* **The task**
Recast the data below as a two-column CSV with the header columns "prompt" and "response", one row per item. Put each item's text and its answer in one double-quoted field each, with every line break replaced by a space.

>> Begin Provided information

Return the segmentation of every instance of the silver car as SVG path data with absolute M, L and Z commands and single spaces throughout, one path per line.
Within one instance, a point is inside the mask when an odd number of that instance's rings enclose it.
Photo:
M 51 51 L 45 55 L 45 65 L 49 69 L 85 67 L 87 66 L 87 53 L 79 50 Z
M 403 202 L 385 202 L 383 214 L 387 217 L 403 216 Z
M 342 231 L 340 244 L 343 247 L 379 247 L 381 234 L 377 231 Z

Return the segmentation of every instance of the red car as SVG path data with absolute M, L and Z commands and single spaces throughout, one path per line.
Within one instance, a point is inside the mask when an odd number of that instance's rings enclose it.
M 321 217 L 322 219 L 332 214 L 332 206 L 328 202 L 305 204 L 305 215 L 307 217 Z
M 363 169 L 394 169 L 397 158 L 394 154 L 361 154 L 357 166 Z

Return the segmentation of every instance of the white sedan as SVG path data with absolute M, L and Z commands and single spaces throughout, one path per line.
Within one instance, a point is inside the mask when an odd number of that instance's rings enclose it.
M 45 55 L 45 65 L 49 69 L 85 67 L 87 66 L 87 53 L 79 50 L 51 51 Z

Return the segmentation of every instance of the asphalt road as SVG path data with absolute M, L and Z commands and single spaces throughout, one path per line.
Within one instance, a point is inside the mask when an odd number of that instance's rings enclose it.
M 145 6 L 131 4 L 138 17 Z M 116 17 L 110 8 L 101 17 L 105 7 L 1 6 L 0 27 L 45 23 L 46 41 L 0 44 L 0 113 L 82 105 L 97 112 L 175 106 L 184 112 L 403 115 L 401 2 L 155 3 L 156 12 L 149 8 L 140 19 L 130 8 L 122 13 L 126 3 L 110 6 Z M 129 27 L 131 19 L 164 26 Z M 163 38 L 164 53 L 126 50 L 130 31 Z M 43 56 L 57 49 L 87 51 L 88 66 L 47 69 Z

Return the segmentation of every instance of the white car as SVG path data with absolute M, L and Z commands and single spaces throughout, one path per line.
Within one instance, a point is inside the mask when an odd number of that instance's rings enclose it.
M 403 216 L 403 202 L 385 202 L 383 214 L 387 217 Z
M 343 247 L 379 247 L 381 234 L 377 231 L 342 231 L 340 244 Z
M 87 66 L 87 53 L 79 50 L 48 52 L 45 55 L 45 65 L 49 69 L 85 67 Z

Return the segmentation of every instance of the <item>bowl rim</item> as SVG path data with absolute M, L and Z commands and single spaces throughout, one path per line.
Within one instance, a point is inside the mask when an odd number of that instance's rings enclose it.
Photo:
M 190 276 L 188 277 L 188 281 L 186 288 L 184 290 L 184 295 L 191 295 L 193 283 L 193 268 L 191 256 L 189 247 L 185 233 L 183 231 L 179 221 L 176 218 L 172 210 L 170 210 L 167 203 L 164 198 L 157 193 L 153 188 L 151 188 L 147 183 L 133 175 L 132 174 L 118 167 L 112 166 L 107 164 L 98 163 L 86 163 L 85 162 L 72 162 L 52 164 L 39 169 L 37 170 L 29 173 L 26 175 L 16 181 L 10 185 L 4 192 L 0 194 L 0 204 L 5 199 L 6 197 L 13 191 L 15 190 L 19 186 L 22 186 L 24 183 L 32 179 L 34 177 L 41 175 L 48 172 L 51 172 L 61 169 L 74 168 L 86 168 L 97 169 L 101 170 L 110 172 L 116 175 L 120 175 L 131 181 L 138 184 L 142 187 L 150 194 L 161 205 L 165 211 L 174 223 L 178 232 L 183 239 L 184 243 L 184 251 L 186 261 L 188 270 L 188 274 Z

>> End Provided information

* **The output**
prompt,response
"Return the segmentation of every instance of the silver car as SVG path data with absolute M, L and Z commands and single spaces throughout, one path per line. Within one instance, a point is inside the mask when an odd number of that instance's rings enclose it. Photo:","M 51 51 L 45 55 L 45 65 L 49 69 L 85 67 L 87 66 L 87 53 L 79 50 Z M 403 202 L 385 202 L 383 214 L 387 217 L 403 216 Z M 342 231 L 340 244 L 343 247 L 379 247 L 381 234 L 377 231 Z"
"Return the segmentation of every instance of the red car as SVG path data with absolute M, L and Z commands and single spaces throughout, one path per line. Within one instance, a point is inside the mask when an odd number of that instance's rings enclose it.","M 321 217 L 322 219 L 332 214 L 332 206 L 328 202 L 305 204 L 305 215 L 307 217 Z M 363 169 L 394 169 L 397 158 L 394 154 L 361 154 L 357 166 Z"
"Return the segmentation of every instance of the white sedan as SVG path data with absolute M, L and Z commands and single spaces throughout, one path per line. Within one instance, a point is inside the mask when an odd number of that instance's rings enclose it.","M 45 55 L 45 65 L 49 69 L 85 67 L 87 66 L 87 53 L 79 50 L 51 51 Z"
"Return the segmentation of every instance of the asphalt road as SVG path data with absolute M, L and Z commands and single spaces throughout, one path per line. Within one instance, a point is inside the mask when an odd number of that instance's rings enclose it.","M 145 6 L 131 4 L 138 17 Z M 116 17 L 110 8 L 101 17 L 105 7 L 1 6 L 0 27 L 45 23 L 46 41 L 0 44 L 0 113 L 82 105 L 97 112 L 175 106 L 184 112 L 403 115 L 401 2 L 155 3 L 156 12 L 149 8 L 140 19 L 130 8 L 122 13 L 126 3 L 110 6 Z M 129 27 L 131 19 L 164 26 Z M 163 38 L 164 53 L 126 50 L 130 31 Z M 43 56 L 57 49 L 87 51 L 88 66 L 47 69 Z"
"Return the segmentation of every instance of the white car as SVG path data with absolute M, L and Z commands and single spaces throughout, one path per line. Within one instance, a point is inside the mask when an odd number of that instance's rings enclose it.","M 403 216 L 403 202 L 385 202 L 383 214 L 387 217 Z M 343 247 L 379 247 L 381 234 L 377 231 L 342 231 L 340 244 Z M 87 66 L 87 53 L 79 50 L 48 52 L 45 55 L 45 65 L 49 69 L 85 67 Z"
"Return the segmentation of every instance of the <item>bowl rim</item> as SVG path data with absolute M, L and Z commands and single spaces throughout, one path per line. Within one instance, a point is inside the mask when an odd number of that instance's rings enclose it. Photo:","M 190 276 L 188 277 L 188 281 L 186 288 L 184 290 L 184 295 L 191 295 L 193 283 L 193 268 L 191 256 L 189 247 L 185 233 L 183 231 L 179 221 L 176 218 L 172 210 L 170 210 L 167 203 L 164 198 L 157 193 L 153 188 L 151 188 L 147 183 L 133 175 L 132 174 L 118 167 L 112 166 L 107 164 L 98 163 L 86 163 L 85 162 L 72 162 L 52 164 L 39 169 L 37 170 L 29 173 L 26 175 L 16 181 L 10 185 L 4 192 L 0 194 L 0 204 L 5 199 L 6 197 L 13 191 L 15 190 L 19 186 L 22 186 L 24 183 L 32 179 L 34 177 L 41 175 L 48 172 L 51 172 L 61 169 L 74 168 L 86 168 L 97 169 L 101 170 L 110 172 L 116 175 L 120 175 L 131 181 L 138 184 L 142 187 L 150 194 L 161 205 L 165 211 L 174 223 L 178 232 L 183 239 L 184 243 L 184 251 L 186 261 L 188 270 L 188 274 Z"